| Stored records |

----------------------------------------

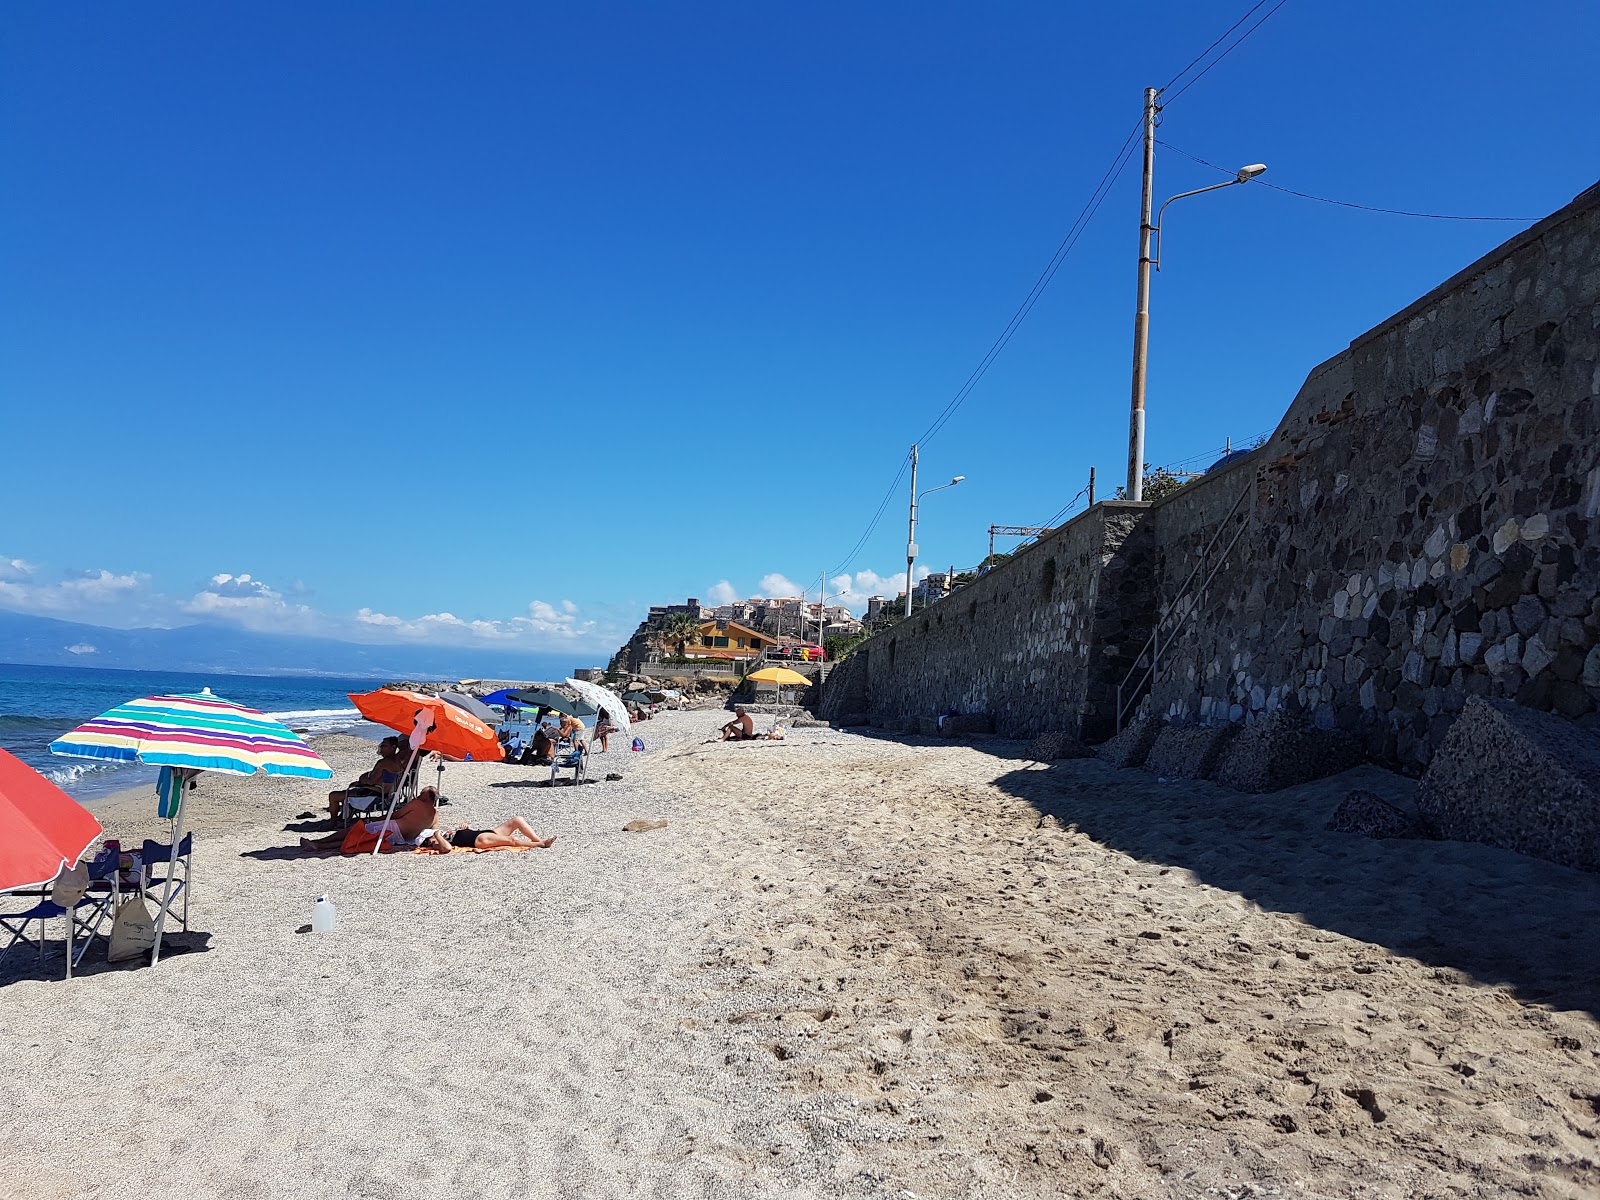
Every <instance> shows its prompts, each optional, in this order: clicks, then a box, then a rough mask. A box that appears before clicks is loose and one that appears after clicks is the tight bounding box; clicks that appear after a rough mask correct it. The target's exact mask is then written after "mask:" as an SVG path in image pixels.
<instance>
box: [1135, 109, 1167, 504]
mask: <svg viewBox="0 0 1600 1200" xmlns="http://www.w3.org/2000/svg"><path fill="white" fill-rule="evenodd" d="M1158 94H1160V93H1158V91H1157V90H1155V88H1146V90H1144V198H1142V202H1141V208H1139V307H1138V310H1136V312H1134V315H1133V406H1131V413H1130V419H1128V499H1133V501H1138V499H1144V366H1146V352H1147V350H1149V346H1150V234H1152V232H1154V229H1155V226H1152V224H1150V200H1152V195H1150V194H1152V187H1154V178H1155V114H1157V112H1160V110H1162V109H1160V106H1158V104H1157V102H1155V98H1157V96H1158Z"/></svg>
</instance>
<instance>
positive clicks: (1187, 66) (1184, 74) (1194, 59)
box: [1162, 0, 1267, 91]
mask: <svg viewBox="0 0 1600 1200" xmlns="http://www.w3.org/2000/svg"><path fill="white" fill-rule="evenodd" d="M1264 3H1267V0H1256V3H1254V5H1253V6H1251V8H1250V11H1248V13H1245V14H1243V16H1242V18H1238V21H1235V22H1234V24H1230V26H1229V27H1227V29H1224V30H1222V35H1221V37H1219V38H1218V40H1216V42H1213V43H1211V45H1210V46H1206V48H1205V50H1202V51H1200V53H1198V54H1195V56H1194V58H1192V59H1189V66H1186V67H1184V69H1182V70H1179V72H1178V74H1176V75H1173V77H1171V78H1170V80H1166V83H1165V85H1163V86H1162V91H1166V88H1170V86H1173V85H1174V83H1176V82H1178V80H1181V78H1182V77H1184V75H1187V74H1189V70H1190V67H1194V64H1195V62H1198V61H1200V59H1203V58H1205V56H1206V54H1210V53H1211V51H1213V50H1216V48H1218V45H1221V42H1222V38H1226V37H1227V35H1229V34H1232V32H1234V30H1235V29H1238V27H1240V26H1242V24H1245V22H1246V21H1248V19H1250V18H1251V14H1254V11H1256V10H1258V8H1261V6H1262V5H1264Z"/></svg>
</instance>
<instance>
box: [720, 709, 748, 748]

----------------------------------------

Each line above should be written out again unchanged; no images are to be carried over.

Every <instance> shows its prompts, each optional, in this order: clicks, then a box, then a rough mask. A box that appears before clicks is loose and one that appears after clicks is the tight bounding box; clicks that appear after a rough mask correct it. The target's exact mask is then written after "mask:" as an SVG path in image pixels.
<instance>
box: [1135, 109, 1167, 504]
mask: <svg viewBox="0 0 1600 1200" xmlns="http://www.w3.org/2000/svg"><path fill="white" fill-rule="evenodd" d="M1158 94H1160V93H1158V91H1157V90H1155V88H1146V90H1144V198H1142V202H1141V208H1139V307H1138V310H1136V312H1134V315H1133V406H1131V413H1130V419H1128V499H1133V501H1138V499H1144V366H1146V352H1147V350H1149V346H1150V234H1152V232H1154V229H1155V226H1152V224H1150V200H1152V195H1150V194H1152V187H1154V178H1155V114H1157V112H1160V110H1162V109H1160V106H1158V104H1157V102H1155V98H1157V96H1158Z"/></svg>
</instance>
<instance>
positive clicks: (1187, 66) (1184, 74) (1194, 59)
box: [1162, 0, 1267, 91]
mask: <svg viewBox="0 0 1600 1200" xmlns="http://www.w3.org/2000/svg"><path fill="white" fill-rule="evenodd" d="M1264 3H1267V0H1256V3H1254V5H1253V6H1251V8H1250V11H1248V13H1245V14H1243V16H1242V18H1238V21H1235V22H1234V24H1230V26H1229V27H1227V29H1224V30H1222V35H1221V37H1219V38H1218V40H1216V42H1213V43H1211V45H1210V46H1206V48H1205V50H1202V51H1200V53H1198V54H1195V56H1194V58H1192V59H1189V66H1186V67H1184V69H1182V70H1179V72H1178V74H1176V75H1173V77H1171V78H1170V80H1166V83H1165V85H1163V86H1162V91H1166V88H1170V86H1173V85H1174V83H1176V82H1178V80H1181V78H1182V77H1184V75H1187V74H1189V70H1190V67H1194V64H1195V62H1198V61H1200V59H1203V58H1205V56H1206V54H1210V53H1211V51H1213V50H1216V48H1218V45H1221V42H1222V38H1226V37H1227V35H1229V34H1232V32H1234V30H1235V29H1238V27H1240V26H1242V24H1245V22H1246V21H1248V19H1250V18H1251V14H1254V11H1256V10H1258V8H1261V6H1262V5H1264Z"/></svg>
</instance>
<instance>
box: [720, 709, 748, 748]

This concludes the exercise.